'''

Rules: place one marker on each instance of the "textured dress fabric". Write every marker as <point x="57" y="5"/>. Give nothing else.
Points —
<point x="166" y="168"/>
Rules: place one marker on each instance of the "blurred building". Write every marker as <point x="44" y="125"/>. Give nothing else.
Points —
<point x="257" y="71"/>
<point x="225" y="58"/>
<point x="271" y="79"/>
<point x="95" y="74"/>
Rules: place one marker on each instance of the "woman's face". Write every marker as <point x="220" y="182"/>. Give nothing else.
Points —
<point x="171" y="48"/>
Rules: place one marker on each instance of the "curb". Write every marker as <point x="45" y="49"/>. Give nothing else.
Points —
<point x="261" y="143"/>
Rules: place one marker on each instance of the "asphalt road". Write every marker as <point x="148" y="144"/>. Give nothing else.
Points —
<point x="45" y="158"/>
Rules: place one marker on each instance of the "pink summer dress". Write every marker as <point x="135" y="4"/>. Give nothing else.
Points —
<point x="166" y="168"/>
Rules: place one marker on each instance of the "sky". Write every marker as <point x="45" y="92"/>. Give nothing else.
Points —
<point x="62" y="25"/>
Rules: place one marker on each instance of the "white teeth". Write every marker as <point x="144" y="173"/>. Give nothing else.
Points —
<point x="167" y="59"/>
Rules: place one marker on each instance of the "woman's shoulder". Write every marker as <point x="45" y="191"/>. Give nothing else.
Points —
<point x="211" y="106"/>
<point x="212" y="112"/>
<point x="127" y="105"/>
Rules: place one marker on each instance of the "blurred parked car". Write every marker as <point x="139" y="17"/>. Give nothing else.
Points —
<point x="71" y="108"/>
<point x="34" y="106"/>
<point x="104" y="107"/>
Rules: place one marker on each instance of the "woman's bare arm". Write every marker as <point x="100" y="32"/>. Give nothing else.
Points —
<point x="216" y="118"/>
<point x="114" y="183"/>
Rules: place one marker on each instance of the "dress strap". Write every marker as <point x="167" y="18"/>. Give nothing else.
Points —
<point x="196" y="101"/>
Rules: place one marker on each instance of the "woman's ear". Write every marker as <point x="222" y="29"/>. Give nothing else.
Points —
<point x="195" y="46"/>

'''

### TASK DIRECTIONS
Check each line of the entries above for the word "woman". List the ones that have it.

### ANSWER BELOW
Rules: place one marker on each instance of the "woman's face". Write every marker as <point x="220" y="182"/>. Give nothing else.
Rules: place one marker on each instance of the "woman's shoulder". Write every marker as <point x="45" y="191"/>. Give nothing else.
Rules: place one marker on each instance of the "woman's bare arm". Write every marker as <point x="100" y="32"/>. Give nothing else.
Rules: place one marker on each instance of the "woman's ear". Write every marker as <point x="222" y="29"/>. Give nothing else.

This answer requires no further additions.